-- DOCUMENT PASSAGE start --
Don't know if it has anything to do with your problem, but since about two updates ago with Firefox, it gathers about 2,000MB memory (whatever that means), starts to hiccup and I have to shut it down with task manager and restart when it becomes too slow to respond. I don't use the other browsers unless I absolutely have to, so can't speak to those.


----------



## HermitJohn (May 10, 2002)

I just upgraded my desktop computer to latest Puppy Linux and downloaded latest Firefox and Iron (its a clone of Chromium that Chrome is based on). Other than usual built in annoyances of stupid default settings for their benefit, they have worked fine. 

Yes this is linux versions but they look and work same. So its something to do with your windows system. I have one mini laptop with win10 and slightly older Firefox/Iron and they work fine. Course I have win10 locked down so it isnt pulling a Mata Hari in secret. That nonsense really slows things down.


----------



## HermitJohn (May 10, 2002)
-- DOCUMENT PASSAGE end --
-- GIVEN MATERIAL start --
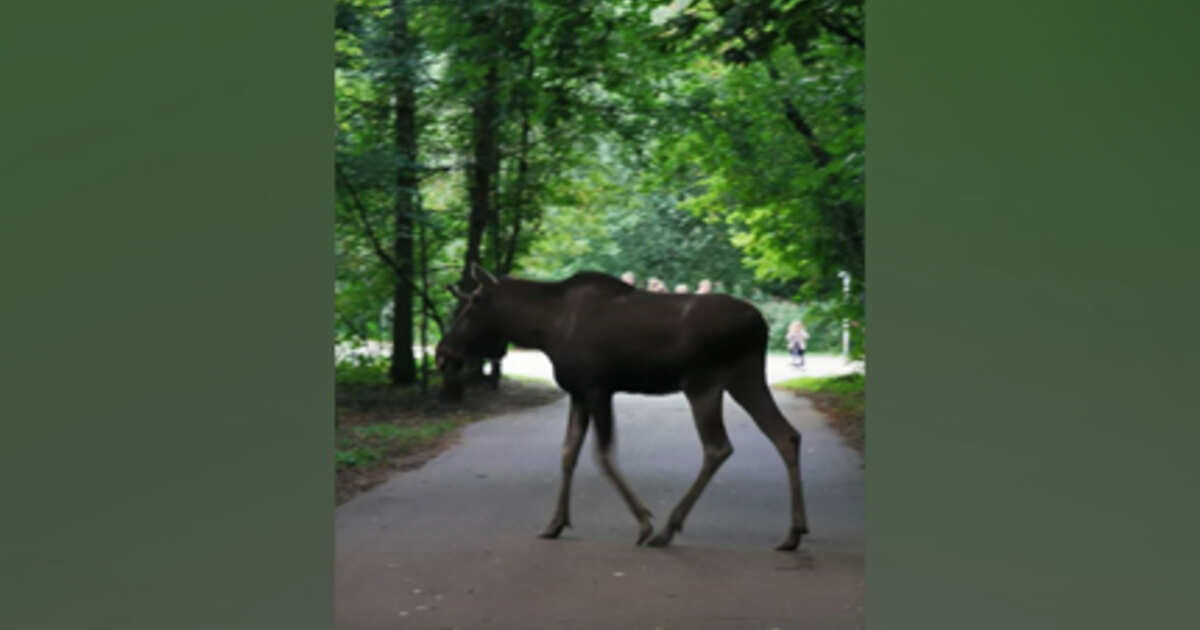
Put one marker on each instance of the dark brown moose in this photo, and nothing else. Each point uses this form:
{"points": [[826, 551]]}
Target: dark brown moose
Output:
-- GIVEN MATERIAL end --
EXERCISE SET:
**1.** Reproduce the stretch of the browser forum thread from "Yes this is" through "slows things down.".
**2.** Answer these questions from the browser forum thread:
(a) About how much memory does Firefox gather before it starts to hiccup?
(b) Which browser is described as a clone of Chromium?
(c) Which operating system is on the mini laptop?
**3.** List every browser named in the browser forum thread.
The material after the forum thread is separate from it.

TASK RESULTS:
**1.**
Yes this is linux versions but they look and work same. So its something to do with your windows system. I have one mini laptop with win10 and slightly older Firefox/Iron and they work fine. Course I have win10 locked down so it isnt pulling a Mata Hari in secret. That nonsense really slows things down.

**2.**
(a) About 2,000MB
(b) Iron
(c) Win10

**3.** Firefox, Iron, Chromium, Chrome